_Passage shown_:
◇ ◇ ◇ ◇

I want to fit a mixed-logit for SP/RP data.
As the RP data misses all the socio-demographics and has no variation in
the choice variables, I want to do this in two steps: Estimate an SP only model (this works fine), fix everything but the ASCs and the scale parameter and re-estimate with the RP data.
The SP data is panel data, but the RP data has only one observation per participant.
When running, I get the following error. It seems the database is flattened repeatedly until it fails. Can you tell what the problem is?
Thank you very much and best regards,
Matthias
Biogeme parameters read from biogeme.toml.
Flattening database [(14297, 23)].
Database flattened [(11414, 107)]
Flattening database [(14297, 23)].
Database flattened [(11414, 107)]
Flattening database [(14297, 23)].
Database flattened [(11414, 107)]
Flattening database [(14297, 23)].
Database flattened [(11414, 107)]
---------------------------------------------------------------------------
BiogemeError Traceback (most recent call last)
Cell In[5], line 114
111 conditional_trajectory_probability = PanelLikelihoodTrajectory(choice_probability_one_observation)

◇ ◇ ◇ ◇

Dataset records on object locations:

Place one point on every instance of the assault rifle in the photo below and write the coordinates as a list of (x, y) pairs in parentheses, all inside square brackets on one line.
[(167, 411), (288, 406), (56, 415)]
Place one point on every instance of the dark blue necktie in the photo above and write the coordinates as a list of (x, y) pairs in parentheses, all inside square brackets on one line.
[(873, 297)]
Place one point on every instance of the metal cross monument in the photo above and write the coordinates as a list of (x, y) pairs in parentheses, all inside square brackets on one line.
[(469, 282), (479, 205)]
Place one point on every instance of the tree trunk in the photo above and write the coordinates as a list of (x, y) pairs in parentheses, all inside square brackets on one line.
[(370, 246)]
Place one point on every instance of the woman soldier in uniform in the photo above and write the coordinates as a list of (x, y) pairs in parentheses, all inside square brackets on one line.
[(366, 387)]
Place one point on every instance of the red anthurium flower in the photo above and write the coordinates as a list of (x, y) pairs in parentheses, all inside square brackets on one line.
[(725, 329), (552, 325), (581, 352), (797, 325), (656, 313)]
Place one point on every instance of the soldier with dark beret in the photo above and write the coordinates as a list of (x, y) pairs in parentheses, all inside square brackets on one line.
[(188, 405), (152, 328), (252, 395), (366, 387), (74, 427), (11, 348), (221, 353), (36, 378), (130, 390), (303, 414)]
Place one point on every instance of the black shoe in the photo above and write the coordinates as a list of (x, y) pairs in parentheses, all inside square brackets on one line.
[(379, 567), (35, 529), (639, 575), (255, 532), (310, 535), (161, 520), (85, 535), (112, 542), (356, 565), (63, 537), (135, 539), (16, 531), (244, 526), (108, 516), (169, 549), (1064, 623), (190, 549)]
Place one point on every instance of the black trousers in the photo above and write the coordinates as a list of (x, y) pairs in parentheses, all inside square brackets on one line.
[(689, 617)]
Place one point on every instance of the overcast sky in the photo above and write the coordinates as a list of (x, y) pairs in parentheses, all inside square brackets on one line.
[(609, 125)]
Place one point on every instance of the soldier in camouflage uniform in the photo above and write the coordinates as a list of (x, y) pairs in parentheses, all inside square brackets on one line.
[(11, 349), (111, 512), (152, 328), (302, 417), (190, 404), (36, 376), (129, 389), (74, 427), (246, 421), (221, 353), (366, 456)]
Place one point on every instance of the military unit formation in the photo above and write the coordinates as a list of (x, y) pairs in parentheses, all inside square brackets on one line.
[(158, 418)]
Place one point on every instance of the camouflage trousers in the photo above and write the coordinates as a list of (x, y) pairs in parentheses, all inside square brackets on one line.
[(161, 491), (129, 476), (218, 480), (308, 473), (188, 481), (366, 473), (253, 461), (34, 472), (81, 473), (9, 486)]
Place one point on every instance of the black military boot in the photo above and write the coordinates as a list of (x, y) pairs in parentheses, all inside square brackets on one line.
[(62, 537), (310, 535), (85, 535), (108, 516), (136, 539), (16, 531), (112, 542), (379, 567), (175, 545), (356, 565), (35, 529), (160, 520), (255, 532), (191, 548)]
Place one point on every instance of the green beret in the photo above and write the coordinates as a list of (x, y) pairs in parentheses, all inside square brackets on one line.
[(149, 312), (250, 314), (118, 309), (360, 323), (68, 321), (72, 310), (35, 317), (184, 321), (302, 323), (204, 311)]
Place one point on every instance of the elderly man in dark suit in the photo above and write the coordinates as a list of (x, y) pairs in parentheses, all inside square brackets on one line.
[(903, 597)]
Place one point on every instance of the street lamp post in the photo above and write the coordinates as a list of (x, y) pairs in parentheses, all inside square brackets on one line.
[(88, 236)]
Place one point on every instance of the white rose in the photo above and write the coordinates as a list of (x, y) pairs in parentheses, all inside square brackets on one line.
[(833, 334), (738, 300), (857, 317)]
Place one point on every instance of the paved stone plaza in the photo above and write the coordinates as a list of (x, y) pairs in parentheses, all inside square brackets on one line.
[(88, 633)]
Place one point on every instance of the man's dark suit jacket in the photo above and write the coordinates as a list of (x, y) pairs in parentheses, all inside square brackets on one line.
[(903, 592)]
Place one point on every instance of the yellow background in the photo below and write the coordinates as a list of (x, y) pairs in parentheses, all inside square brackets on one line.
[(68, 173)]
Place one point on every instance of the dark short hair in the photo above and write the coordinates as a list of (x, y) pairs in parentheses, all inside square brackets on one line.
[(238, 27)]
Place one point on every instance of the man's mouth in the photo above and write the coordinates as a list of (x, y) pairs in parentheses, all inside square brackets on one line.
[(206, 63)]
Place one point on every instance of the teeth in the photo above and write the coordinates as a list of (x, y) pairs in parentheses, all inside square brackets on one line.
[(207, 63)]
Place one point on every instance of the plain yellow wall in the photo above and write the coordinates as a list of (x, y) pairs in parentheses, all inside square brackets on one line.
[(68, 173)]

◇ ◇ ◇ ◇

_Stated task 1_:
Transcribe the forum post from "As the RP data" down to "the RP data.".
_Stated task 2_:
In the records, from the line containing "Place one point on every instance of the plain" down to the end of the records, swap "yellow wall" for "cream wall" and return only those lines, leaving everything else unchanged.
The records bear no relation to the forum post.

_Complete output 1_:
As the RP data misses all the socio-demographics and has no variation in
the choice variables, I want to do this in two steps: Estimate an SP only model (this works fine), fix everything but the ASCs and the scale parameter and re-estimate with the RP data.

_Complete output 2_:
Place one point on every instance of the plain cream wall in the photo above and write the coordinates as a list of (x, y) pairs in parentheses, all inside square brackets on one line.
[(68, 173)]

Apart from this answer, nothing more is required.